TRECHO DO DOCUMENTO:
⟨

A Presidenta Dilma, desde o início do seu Governo, fez um apelo para que se realize a chamada Busca Ativa. Por esse processo, os governos estaduais, as prefeituras, o próprio Governo Federal, as associações variadas da sociedade civil [sejam as entidades sindicais, sejam as patronais] devem esforçar-se para encontrar as famílias pobres, inseri-las no Cadastro Único de Programas Sociais e trabalhar para que atendam às condições de cada programa oferecido pelos governos.

Como está, então, o balanço da Busca Ativa em cada região do País? A tabela abaixo mostra um ranking de cobertura do Bolsa Família por Estados. Os números absolutos e de famílias estão ao lado, para termos a dimensão do programa, a dimensão da situação. O Ceará é o Estado que melhor alcança suas famílias pobres através do Bolsa Família, com 82,19%.

O que mais me impressiona nessa tabela, contudo, são os Estados que não têm boa cobertura. Os cinco piores são, nesta ordem: Paraná (63,2%); Rio Grande do Sul (61,29), São Paulo (59,02%), Santa Catarina (55,49%) e Distrito Federal (55,35%). São Estados considerados “mais ricos”. Os governos municipais e estaduais dos últimos colocados, em tese, têm melhores condições de encontrar e dar assistência às famílias pobres.

Mesmo em números absolutos, ao se olhar para São Paulo, por exemplo, é importante compreender a situação. As famílias beneficiárias no Estado são 1.270.203 e recebem, em média, R$156,00 por mês cada uma. Resulta numa transferência mensal, feita pelo Governo Federal ao Estado de São Paulo, de R$198 milhões. Caso as 2.152.010 famílias recebessem pelo programa, o potencial de transferência para o Estado seria de mais de R$355 milhões. São Paulo tende a ser um Estado mais rico ao inserir suas famílias que precisam do Bolsa Família, e não mais pobre.

⟩

DADOS BRUTOS:

⟨

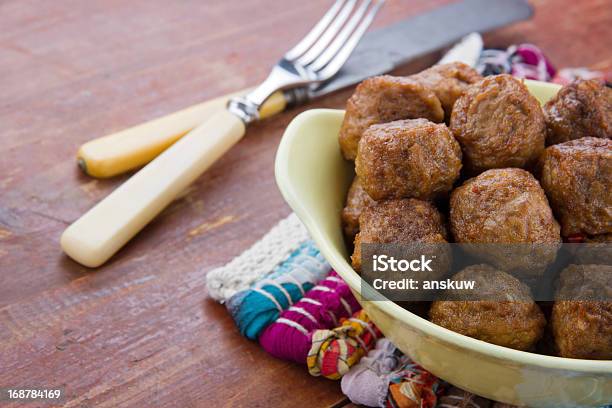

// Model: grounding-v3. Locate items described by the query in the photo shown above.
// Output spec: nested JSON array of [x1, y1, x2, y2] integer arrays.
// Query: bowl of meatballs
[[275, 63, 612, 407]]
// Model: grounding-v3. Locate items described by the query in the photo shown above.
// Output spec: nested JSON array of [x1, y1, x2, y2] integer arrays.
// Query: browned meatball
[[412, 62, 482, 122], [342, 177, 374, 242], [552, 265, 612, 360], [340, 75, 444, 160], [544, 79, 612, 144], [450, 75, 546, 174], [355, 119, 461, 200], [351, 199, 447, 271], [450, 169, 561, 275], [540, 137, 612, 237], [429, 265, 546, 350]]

⟩

SOLICITAÇÃO A:
Segundo o trecho do documento, qual estado alcança melhor suas famílias pobres por meio do Bolsa Família?
SOLICITAÇÃO B:
Explique, conforme o trecho do documento, por que os cinco estados com pior cobertura do Bolsa Família chamam atenção.

RESPOSTA FINAL A:
O Ceará, com 82,19% de cobertura.

RESPOSTA FINAL B:
Paraná, Rio Grande do Sul, São Paulo, Santa Catarina e Distrito Federal são considerados estados "mais ricos". Seus governos municipais e estaduais, em tese, têm melhores condições de encontrar e dar assistência às famílias pobres.